**Problem:** Locate every line in the data below that contains the string "player", matching case exactly, and copy each of those lines.

** start Records to use **

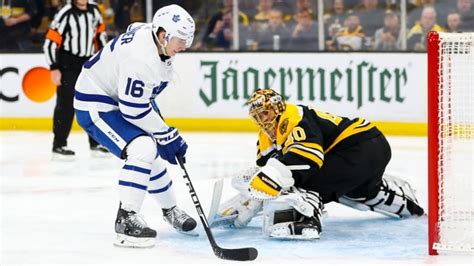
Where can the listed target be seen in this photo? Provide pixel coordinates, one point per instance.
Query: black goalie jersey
(304, 135)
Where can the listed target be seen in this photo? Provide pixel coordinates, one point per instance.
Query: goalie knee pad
(396, 198)
(294, 215)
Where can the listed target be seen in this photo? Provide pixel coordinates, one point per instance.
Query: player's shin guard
(396, 198)
(284, 218)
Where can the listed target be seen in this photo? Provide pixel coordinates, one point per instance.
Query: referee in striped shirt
(75, 34)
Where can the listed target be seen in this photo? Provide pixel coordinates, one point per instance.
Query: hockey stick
(240, 254)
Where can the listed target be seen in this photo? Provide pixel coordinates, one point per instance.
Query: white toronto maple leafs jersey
(126, 75)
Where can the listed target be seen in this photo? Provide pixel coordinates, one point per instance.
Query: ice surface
(63, 212)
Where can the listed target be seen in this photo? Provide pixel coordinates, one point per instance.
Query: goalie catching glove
(269, 182)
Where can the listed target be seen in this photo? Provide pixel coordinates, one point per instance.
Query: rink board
(210, 89)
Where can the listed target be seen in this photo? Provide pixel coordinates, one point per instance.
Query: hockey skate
(300, 227)
(132, 231)
(181, 221)
(63, 154)
(396, 198)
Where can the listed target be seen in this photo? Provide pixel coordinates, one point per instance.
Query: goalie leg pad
(396, 198)
(282, 219)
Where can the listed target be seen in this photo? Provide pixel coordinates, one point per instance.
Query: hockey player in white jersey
(114, 102)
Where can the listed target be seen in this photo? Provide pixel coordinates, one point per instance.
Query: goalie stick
(240, 254)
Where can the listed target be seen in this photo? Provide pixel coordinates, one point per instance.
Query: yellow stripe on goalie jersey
(262, 184)
(310, 145)
(287, 122)
(360, 125)
(307, 155)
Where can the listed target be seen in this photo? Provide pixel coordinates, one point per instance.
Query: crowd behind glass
(264, 25)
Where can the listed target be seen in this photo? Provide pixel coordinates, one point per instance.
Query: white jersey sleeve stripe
(135, 105)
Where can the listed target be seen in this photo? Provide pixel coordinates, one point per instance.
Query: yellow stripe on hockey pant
(308, 155)
(310, 145)
(265, 186)
(349, 131)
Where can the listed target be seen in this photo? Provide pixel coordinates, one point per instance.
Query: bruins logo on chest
(283, 126)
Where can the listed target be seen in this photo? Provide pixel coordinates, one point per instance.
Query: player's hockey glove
(171, 145)
(270, 181)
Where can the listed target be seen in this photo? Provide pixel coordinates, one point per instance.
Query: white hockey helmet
(176, 21)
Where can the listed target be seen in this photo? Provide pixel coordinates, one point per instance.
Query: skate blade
(99, 154)
(133, 242)
(192, 233)
(62, 158)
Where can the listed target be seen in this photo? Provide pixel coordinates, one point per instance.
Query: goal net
(451, 142)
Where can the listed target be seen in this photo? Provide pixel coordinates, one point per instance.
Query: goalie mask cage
(450, 142)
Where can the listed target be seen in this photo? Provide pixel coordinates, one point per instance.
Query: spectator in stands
(264, 7)
(371, 17)
(417, 35)
(388, 38)
(127, 12)
(466, 11)
(275, 35)
(333, 22)
(453, 21)
(303, 6)
(221, 37)
(219, 29)
(305, 34)
(351, 37)
(15, 25)
(441, 7)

** end Records to use **

**Solution to this exercise:**
Query: player's shin guard
Query: hockey player in white jersey
Query: player's hockey glove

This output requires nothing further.